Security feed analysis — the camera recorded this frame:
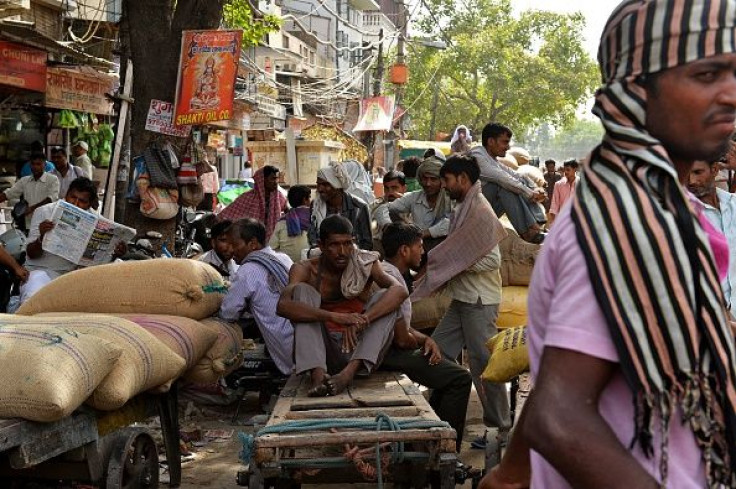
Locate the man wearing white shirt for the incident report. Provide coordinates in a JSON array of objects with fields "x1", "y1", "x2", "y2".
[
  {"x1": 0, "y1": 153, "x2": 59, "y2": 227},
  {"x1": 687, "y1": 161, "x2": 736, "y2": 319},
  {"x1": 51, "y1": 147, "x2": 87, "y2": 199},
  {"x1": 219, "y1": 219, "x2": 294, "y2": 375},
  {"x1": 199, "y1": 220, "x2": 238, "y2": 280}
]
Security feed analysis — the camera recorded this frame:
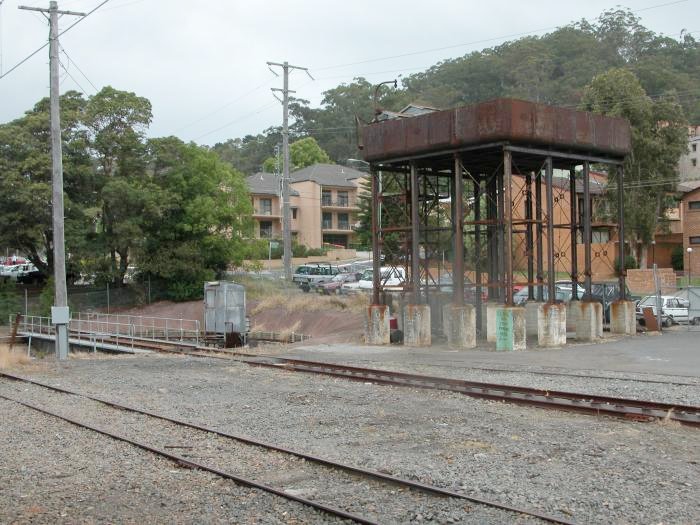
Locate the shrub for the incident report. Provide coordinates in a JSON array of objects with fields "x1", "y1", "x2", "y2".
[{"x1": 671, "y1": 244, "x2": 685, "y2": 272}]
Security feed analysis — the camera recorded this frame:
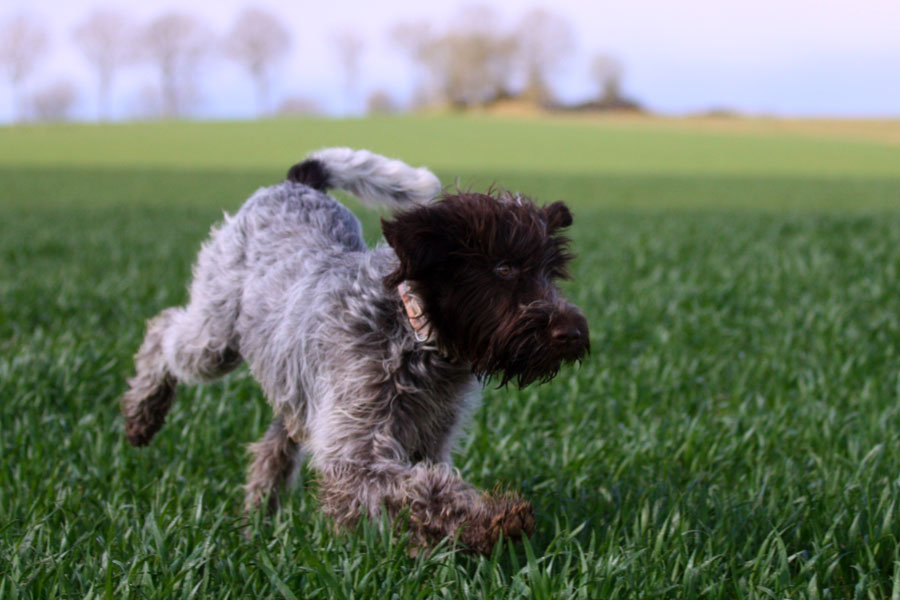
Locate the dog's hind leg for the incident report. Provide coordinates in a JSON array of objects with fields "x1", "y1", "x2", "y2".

EXERCISE: Count the lines in the entries above that contain the word "Locate", and reply with the number only.

FINISHED EXERCISE: 3